§ TASK TO CARRY OUT:
Begin at the first row and stop after the line containing "[0,214,91,323]", then write those lines out again, switching "whereabouts" to "location" and leaving everything else unchanged.

Extracted data entries
*****

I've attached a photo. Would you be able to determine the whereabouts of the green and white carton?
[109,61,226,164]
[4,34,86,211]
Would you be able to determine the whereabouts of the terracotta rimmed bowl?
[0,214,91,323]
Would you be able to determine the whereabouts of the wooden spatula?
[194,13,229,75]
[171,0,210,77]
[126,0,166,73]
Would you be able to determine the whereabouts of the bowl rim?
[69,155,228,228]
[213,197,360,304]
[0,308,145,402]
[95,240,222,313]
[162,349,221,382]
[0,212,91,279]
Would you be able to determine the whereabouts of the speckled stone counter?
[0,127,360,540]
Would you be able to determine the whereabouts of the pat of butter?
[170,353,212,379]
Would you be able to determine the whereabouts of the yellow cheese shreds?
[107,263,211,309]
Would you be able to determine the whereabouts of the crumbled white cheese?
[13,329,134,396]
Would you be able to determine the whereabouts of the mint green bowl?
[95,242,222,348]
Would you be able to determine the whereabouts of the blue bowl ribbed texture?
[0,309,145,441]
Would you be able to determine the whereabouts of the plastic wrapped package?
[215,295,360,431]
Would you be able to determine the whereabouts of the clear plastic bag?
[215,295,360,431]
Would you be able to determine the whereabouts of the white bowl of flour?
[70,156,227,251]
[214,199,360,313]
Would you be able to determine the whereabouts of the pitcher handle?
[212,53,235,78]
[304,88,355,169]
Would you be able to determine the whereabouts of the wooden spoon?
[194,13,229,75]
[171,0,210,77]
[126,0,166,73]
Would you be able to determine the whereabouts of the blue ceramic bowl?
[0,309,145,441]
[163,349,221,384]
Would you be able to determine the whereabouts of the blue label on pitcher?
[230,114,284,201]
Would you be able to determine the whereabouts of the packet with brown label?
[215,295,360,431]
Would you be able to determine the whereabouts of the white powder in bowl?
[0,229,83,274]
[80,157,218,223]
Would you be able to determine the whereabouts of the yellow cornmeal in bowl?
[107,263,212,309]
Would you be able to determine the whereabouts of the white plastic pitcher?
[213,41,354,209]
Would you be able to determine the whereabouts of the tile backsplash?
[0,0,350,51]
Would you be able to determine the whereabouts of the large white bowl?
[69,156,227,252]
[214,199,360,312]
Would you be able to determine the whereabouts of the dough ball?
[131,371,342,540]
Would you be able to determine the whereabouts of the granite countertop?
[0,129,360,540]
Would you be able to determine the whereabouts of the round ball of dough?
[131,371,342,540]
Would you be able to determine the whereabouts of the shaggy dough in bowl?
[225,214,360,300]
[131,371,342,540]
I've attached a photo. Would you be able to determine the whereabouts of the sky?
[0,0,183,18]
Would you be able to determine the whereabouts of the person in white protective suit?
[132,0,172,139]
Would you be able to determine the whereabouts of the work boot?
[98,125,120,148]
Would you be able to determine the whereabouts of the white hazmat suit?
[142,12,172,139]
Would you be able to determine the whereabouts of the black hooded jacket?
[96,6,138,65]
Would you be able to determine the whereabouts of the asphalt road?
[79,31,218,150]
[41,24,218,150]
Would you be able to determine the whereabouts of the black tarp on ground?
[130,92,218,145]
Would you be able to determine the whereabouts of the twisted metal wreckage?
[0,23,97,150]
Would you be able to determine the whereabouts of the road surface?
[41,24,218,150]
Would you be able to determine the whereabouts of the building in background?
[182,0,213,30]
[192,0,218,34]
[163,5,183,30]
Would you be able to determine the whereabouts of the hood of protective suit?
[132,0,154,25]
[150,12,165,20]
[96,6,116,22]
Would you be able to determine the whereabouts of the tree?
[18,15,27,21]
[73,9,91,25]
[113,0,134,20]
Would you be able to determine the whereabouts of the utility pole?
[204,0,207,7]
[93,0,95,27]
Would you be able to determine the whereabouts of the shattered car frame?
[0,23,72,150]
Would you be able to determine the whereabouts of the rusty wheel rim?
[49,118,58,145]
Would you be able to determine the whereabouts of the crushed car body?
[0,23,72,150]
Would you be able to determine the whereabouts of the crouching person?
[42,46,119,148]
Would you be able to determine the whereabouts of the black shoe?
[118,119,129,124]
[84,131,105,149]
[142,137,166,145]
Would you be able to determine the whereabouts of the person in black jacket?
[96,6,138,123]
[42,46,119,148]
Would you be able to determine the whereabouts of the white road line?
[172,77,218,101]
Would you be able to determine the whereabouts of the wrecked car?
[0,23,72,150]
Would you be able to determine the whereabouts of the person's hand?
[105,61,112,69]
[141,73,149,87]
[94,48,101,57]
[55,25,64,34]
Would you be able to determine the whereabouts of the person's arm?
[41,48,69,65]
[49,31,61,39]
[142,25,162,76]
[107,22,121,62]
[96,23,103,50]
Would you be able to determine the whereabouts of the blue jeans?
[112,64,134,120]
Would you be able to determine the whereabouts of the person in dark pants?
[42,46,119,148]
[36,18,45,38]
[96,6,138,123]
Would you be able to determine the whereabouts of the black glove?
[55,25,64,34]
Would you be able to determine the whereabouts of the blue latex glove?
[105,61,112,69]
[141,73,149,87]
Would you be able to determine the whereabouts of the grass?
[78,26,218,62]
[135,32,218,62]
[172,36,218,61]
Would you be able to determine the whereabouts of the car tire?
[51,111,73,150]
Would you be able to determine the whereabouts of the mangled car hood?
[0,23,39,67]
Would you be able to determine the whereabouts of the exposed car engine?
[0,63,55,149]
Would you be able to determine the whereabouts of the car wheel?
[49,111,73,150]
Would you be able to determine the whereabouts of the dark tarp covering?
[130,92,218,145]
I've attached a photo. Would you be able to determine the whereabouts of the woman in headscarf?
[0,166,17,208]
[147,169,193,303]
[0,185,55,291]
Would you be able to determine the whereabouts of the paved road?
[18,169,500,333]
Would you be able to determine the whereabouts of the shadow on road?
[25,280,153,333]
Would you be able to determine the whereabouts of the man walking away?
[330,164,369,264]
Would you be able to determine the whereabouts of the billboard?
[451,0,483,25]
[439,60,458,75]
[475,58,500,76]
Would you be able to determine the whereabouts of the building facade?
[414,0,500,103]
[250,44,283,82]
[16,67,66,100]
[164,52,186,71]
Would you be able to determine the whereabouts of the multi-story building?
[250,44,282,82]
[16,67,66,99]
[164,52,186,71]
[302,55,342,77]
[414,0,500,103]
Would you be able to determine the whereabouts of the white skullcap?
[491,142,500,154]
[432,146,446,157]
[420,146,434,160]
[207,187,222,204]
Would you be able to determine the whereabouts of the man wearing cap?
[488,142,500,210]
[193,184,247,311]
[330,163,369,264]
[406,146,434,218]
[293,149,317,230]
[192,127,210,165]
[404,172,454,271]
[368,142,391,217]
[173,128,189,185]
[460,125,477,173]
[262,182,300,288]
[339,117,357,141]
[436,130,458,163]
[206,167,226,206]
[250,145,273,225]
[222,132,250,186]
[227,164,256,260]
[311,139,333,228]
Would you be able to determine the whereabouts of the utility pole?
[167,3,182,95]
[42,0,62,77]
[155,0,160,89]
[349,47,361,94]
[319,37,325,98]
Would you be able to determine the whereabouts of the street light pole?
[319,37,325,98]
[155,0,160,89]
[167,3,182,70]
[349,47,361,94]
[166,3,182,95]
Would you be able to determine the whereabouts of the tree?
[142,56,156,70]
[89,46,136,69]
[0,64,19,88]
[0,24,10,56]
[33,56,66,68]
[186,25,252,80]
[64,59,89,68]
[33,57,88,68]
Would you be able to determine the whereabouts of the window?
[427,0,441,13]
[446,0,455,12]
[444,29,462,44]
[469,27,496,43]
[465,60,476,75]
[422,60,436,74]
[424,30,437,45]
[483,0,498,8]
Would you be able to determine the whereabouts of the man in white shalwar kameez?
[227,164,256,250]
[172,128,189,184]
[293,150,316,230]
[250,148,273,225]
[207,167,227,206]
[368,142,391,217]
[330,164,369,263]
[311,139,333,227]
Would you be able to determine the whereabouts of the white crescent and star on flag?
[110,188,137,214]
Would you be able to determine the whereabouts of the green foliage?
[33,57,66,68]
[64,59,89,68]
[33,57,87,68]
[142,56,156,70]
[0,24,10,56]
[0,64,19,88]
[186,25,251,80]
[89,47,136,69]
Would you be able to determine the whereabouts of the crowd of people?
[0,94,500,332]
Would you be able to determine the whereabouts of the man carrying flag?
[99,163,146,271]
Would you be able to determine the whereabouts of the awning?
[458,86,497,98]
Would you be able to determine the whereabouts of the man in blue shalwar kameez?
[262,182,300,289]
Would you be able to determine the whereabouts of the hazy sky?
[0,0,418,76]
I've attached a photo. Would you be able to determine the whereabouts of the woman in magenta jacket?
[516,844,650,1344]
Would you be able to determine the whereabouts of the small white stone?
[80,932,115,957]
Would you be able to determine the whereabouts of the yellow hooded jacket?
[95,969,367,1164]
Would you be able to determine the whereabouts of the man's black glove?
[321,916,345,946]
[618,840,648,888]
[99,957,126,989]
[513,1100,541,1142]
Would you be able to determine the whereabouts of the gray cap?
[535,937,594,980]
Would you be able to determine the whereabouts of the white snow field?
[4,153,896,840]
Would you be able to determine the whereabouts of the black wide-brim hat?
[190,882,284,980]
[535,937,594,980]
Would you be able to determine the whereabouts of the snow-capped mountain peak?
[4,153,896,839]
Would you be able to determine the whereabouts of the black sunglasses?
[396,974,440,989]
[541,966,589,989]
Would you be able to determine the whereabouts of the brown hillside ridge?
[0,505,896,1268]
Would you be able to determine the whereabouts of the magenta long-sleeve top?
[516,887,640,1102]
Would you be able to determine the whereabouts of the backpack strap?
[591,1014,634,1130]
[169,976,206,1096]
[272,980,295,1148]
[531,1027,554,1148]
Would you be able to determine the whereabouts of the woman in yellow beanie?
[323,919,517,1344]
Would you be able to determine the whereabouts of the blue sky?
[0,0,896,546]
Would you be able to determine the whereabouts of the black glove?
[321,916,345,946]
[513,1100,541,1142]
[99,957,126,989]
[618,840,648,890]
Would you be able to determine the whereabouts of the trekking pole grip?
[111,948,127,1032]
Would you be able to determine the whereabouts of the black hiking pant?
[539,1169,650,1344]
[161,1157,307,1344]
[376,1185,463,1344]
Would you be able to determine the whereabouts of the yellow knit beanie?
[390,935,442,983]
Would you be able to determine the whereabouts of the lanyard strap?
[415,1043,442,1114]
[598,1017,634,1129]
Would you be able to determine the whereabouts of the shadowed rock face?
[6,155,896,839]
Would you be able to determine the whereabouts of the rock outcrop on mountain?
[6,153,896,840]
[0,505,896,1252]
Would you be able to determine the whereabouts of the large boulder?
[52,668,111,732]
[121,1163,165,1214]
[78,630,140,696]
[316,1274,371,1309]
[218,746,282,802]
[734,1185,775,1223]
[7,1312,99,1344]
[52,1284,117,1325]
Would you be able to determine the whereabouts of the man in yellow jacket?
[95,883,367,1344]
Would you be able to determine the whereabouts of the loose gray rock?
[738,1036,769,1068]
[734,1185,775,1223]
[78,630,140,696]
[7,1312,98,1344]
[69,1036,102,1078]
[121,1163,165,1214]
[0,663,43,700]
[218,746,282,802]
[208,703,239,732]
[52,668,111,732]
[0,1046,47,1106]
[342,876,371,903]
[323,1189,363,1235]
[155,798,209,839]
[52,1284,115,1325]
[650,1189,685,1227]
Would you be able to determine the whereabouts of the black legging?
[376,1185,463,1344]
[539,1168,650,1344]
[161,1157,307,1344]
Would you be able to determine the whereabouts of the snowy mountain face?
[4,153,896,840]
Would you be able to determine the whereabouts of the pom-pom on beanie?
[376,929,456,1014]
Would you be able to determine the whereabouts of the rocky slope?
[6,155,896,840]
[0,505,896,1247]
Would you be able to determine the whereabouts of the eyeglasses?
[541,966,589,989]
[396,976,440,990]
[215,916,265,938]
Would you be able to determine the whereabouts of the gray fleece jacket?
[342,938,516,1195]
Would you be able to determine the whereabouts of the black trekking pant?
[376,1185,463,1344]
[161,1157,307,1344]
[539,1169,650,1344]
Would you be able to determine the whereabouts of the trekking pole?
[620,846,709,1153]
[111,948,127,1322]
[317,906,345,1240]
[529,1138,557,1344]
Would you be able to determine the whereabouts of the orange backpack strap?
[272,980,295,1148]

*****

§ WRITTEN REPLY:
I've attached a photo. Would you be able to determine the location of the green and white carton?
[109,61,226,164]
[4,34,86,211]
Would you be able to determine the location of the terracotta rimmed bowl?
[0,214,91,323]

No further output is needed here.